### Selected excerpt

Why Build This? 🔗
Cloud Service Providers like AWS have serverless databases like DynamoDB and RDS. The only issue is that DynamoDB is a nosql database and RDS requires you to pick out instance types unless you want to use Aurora. RDS can also add up in costs fast if you provision large instance types for your cluster. It would be nice if there was a pay as you go type of model like how AWS Lambda works. If its not being used, you do not pay anything even if you have lambda functions in your account.
The Solution 🔗
Relational databases work by taking queries in as an input and running them against the data it has stored. The database then returns the resulting data to the requester. The solution is to use S3 for the data storage and to use Lambda as the part that runs queries on the data. The AWS Lambda function will pull the data down from S3, then run the requested query against the data and lastly return the result to the requester. This is an oversimplification since there are a few other problems that need to be solved. One is that some queries involve write operations. If you run a query that performs a write operation in the database the changes will need to get saved into S3. But if two queries are running at the same time, you can run into synchronization issues. Below is a diagram of the solution.

### Raw records
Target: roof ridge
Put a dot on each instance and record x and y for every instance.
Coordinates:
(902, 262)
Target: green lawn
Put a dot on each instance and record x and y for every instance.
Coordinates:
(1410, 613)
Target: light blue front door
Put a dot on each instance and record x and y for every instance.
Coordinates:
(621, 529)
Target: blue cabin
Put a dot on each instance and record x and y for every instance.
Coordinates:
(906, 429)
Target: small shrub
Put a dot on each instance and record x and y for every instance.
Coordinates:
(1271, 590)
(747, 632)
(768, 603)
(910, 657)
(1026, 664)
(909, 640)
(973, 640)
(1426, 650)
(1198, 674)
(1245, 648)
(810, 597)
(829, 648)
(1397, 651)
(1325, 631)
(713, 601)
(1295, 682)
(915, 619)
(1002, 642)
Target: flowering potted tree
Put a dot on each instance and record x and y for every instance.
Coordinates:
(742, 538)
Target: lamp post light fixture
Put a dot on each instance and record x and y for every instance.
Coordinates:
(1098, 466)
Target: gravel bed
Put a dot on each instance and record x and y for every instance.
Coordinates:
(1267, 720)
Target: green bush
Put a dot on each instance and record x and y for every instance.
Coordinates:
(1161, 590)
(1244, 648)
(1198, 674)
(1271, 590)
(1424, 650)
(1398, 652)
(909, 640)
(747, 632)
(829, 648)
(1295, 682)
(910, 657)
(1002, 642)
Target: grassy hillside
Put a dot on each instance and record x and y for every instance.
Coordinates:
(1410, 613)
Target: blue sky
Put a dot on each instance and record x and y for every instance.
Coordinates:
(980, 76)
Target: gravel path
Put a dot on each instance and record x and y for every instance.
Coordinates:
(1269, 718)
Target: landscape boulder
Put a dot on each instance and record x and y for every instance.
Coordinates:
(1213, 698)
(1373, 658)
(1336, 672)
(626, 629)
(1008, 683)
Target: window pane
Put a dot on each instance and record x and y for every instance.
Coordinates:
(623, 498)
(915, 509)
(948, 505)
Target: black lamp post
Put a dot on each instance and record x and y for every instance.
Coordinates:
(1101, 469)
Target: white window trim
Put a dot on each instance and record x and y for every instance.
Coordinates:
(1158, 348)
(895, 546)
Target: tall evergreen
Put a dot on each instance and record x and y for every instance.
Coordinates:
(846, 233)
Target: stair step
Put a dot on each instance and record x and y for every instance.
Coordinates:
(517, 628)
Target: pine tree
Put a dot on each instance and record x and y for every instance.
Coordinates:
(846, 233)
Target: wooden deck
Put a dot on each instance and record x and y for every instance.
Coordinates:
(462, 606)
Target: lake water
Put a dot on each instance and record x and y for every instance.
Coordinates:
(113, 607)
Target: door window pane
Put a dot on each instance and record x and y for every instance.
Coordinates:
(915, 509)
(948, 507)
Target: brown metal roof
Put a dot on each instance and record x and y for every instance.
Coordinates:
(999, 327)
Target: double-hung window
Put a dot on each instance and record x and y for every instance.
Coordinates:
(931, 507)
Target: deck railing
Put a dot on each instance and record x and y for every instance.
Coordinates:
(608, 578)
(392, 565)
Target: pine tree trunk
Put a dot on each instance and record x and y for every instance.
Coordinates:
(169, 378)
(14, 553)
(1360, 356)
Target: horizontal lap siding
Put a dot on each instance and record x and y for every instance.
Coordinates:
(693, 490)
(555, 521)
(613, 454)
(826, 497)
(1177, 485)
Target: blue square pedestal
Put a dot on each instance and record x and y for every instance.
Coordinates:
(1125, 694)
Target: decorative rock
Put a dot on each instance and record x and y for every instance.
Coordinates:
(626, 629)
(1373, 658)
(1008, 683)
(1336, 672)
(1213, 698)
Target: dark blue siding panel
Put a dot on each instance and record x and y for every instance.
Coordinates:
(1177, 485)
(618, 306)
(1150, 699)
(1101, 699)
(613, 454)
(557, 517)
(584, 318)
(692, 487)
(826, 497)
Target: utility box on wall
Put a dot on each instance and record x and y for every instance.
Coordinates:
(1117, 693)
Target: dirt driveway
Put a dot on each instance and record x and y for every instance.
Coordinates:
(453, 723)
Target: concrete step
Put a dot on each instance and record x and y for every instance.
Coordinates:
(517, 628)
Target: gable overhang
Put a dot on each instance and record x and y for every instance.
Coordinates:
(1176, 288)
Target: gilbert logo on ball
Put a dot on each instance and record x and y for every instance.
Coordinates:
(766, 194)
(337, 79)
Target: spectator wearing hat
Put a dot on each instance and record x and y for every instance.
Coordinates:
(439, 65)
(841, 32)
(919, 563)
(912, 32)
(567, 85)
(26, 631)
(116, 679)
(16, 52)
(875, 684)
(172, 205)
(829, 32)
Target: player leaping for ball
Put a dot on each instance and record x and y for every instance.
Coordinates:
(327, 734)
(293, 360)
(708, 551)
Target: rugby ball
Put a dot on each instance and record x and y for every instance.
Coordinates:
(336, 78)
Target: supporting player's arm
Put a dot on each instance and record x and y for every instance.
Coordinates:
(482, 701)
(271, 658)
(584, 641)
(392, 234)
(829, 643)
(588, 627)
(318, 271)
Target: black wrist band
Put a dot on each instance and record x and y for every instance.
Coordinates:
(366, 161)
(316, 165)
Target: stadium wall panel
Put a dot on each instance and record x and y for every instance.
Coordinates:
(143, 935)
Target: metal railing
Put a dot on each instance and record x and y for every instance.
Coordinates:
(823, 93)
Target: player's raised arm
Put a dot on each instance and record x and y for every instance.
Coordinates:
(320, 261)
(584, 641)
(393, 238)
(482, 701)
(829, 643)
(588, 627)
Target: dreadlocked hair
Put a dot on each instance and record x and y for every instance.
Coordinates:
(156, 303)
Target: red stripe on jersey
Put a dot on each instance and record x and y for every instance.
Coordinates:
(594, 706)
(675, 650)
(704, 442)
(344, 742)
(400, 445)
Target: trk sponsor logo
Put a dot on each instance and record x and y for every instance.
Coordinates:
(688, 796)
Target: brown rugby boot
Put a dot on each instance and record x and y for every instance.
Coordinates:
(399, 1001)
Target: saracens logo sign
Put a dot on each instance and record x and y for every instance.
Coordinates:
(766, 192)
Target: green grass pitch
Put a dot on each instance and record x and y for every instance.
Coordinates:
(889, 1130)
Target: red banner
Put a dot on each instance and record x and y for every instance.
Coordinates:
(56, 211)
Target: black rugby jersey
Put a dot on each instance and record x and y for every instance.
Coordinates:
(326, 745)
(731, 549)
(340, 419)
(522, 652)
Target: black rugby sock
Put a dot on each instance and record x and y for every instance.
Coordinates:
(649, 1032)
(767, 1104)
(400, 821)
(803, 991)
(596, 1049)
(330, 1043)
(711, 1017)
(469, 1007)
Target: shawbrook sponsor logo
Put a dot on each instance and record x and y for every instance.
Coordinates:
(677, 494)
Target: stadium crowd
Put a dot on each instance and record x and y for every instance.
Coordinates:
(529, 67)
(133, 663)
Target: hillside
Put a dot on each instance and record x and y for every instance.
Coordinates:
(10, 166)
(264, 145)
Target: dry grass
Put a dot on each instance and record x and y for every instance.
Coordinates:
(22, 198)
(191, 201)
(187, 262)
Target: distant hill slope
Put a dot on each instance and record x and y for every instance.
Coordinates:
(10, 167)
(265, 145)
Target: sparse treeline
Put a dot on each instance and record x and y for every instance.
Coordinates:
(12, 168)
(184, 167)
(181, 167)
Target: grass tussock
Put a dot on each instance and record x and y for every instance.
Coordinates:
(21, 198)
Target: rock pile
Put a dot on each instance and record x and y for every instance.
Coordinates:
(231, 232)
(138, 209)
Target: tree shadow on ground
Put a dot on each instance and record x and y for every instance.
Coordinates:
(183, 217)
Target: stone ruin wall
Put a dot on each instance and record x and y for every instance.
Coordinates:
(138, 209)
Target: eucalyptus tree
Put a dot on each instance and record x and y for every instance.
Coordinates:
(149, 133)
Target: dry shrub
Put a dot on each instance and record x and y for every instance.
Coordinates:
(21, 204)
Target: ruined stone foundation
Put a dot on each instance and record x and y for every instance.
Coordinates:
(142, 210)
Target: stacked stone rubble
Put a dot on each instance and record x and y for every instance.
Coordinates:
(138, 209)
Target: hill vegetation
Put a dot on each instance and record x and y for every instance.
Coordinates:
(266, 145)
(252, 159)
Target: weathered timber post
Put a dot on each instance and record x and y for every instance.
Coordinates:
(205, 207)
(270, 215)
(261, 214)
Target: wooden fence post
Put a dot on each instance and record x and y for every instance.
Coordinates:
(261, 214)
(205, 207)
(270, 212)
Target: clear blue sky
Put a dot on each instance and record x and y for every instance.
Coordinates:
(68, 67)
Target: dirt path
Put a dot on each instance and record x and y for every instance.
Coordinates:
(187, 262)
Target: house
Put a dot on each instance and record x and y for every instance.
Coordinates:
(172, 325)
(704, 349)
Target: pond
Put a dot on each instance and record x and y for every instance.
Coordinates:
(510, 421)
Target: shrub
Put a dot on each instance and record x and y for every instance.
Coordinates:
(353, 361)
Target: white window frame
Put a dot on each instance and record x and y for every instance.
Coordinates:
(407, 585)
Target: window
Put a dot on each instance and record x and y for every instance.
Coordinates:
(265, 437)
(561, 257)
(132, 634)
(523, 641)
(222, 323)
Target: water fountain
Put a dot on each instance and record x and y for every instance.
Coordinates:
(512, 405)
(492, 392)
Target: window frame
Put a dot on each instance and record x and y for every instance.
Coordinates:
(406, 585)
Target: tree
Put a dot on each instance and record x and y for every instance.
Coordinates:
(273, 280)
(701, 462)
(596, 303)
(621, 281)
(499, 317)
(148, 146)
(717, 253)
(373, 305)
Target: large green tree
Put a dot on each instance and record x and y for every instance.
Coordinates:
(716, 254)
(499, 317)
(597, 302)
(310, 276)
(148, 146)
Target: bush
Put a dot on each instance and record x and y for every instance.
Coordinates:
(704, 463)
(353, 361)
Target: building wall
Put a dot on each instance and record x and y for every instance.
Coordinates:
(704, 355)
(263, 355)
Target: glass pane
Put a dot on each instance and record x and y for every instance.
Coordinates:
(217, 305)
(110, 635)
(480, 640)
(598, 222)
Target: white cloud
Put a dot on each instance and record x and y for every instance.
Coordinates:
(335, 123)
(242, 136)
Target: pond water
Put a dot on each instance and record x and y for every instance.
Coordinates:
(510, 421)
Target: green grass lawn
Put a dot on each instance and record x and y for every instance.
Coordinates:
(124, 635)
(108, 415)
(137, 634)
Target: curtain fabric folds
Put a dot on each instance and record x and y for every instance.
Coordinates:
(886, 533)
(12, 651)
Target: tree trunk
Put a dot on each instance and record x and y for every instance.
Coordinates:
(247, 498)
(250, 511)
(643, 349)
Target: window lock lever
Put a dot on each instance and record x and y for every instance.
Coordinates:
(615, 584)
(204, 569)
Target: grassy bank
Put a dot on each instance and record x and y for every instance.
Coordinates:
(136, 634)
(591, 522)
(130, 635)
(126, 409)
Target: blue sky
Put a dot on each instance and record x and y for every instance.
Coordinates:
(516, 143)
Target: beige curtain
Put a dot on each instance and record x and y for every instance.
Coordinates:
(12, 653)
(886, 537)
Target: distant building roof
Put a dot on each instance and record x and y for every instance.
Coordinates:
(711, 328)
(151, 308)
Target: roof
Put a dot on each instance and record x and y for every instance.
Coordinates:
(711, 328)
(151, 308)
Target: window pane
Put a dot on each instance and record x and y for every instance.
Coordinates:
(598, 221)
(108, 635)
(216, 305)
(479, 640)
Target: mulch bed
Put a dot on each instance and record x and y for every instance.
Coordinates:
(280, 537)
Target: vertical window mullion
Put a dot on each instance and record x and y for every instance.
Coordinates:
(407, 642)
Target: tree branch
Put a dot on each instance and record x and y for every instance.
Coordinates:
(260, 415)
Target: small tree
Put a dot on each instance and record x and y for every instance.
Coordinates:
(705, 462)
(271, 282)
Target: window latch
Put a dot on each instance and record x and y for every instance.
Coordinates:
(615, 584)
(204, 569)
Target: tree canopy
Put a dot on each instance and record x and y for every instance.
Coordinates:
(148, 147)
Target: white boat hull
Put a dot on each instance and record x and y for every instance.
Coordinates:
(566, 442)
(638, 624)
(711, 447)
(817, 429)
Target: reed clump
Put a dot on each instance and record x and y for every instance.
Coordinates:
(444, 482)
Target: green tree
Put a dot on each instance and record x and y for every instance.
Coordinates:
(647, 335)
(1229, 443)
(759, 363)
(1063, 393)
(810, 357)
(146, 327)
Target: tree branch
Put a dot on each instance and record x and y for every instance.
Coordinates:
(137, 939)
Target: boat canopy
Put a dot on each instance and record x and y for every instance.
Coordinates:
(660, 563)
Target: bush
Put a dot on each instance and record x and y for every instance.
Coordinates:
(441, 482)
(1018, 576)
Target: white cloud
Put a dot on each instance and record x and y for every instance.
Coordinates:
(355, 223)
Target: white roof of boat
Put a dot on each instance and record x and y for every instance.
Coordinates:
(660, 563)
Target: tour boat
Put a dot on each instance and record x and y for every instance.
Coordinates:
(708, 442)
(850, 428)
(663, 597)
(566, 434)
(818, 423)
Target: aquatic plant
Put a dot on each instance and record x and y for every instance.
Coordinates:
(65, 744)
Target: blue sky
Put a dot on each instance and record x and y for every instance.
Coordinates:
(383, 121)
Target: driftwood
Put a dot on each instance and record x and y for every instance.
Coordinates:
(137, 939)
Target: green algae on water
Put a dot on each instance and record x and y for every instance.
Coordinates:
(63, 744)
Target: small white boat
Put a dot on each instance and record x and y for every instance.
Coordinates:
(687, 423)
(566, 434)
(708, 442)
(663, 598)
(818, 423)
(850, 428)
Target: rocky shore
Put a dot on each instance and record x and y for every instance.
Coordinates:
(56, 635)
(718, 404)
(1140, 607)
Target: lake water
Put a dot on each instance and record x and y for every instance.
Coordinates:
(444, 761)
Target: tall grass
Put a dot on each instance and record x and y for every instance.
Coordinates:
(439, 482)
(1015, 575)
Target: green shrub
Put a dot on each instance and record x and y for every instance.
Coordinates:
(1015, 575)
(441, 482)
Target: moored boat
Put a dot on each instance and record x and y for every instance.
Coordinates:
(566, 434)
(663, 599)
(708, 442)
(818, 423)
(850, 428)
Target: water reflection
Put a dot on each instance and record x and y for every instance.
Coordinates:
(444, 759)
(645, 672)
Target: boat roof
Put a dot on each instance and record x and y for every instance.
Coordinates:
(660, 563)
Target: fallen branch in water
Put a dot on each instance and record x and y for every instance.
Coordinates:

### List of tasks
a) In the serverless database article, which AWS service handles storage of the data in the proposed solution?
b) Write out the portion of the serverless database article that opens with the words containing "The Solution 🔗" and closes with "of the solution.".
c) Continue the serverless database article from the point where it stops.

### Solved tasks
a) S3

b)
The Solution 🔗
Relational databases work by taking queries in as an input and running them against the data it has stored. The database then returns the resulting data to the requester. The solution is to use S3 for the data storage and to use Lambda as the part that runs queries on the data. The AWS Lambda function will pull the data down from S3, then run the requested query against the data and lastly return the result to the requester. This is an oversimplification since there are a few other problems that need to be solved. One is that some queries involve write operations. If you run a query that performs a write operation in the database the changes will need to get saved into S3. But if two queries are running at the same time, you can run into synchronization issues. Below is a diagram of the solution.

c)
The solution shown above supports multiple queries getting run against the same database at the same time. The solution to the synchronization issue it to use a lock. I found creating an AWS Security Group is an atomic operation. So I am using creating/deleting of a specific AWS Security Group as acquiring/release a lock. The Database Query Runner’s shown above are instances of one lambda function that runs the queries. The first thing it does is check if the query is a read only query or not. If it is a read only query it can safely download a copy of the database as is. If it gets modified in the middle it will keep downloading the version it was downloading. If the operation will modify the database, it will first need to acquire the lock. It does this by creating a specific Security Group with a specific name. The names of Security Groups have to be unique in a VPC. If it creates the Security Group, it makes note of the Security Group ID. It then downloads a copy of the database and runs its query against the data. When its done running the query it releases the lock by deleting the security group.
Weird things can happen in the real world and a write operation might have caused the lambda to get a lock but it might have crashed part way through the query operation so the lock will not get released. To fix this possible issue there is a second lambda function that checks for this case. It does this by keeping track of how long the Security Group has existed and if its been around too long it deletes it. This frees the lock.
Below is a code snippet that acquires a lock. The lock is the AWS security group id.
def acquireLock():
print("Acquiring Lock...")
while True:
try:
resp = client.create_security_group(Description="DistributedLockTest", GroupName="DistributedLockTest", VpcId=vpc_id, TagSpecifications=[{"ResourceType": "security-group","Tags": [{"Key": "CreateTime","Value": str(time.time())}]}])
if resp["ResponseMetadata"]["HTTPStatusCode"] == 200:
return resp["GroupId"]
except:
print("Failed to acquire lock. Backing off and trying again...")
time.sleep(1)
Below is a code snippet that releases the lock aquired in the function above.
def releaseLock(lock):
print("Releasing Lock...")
while True:
try:
client.delete_security_group(GroupId=lock)
return None
except:
print("Failed to release lock. Trying again...")
time.sleep(1)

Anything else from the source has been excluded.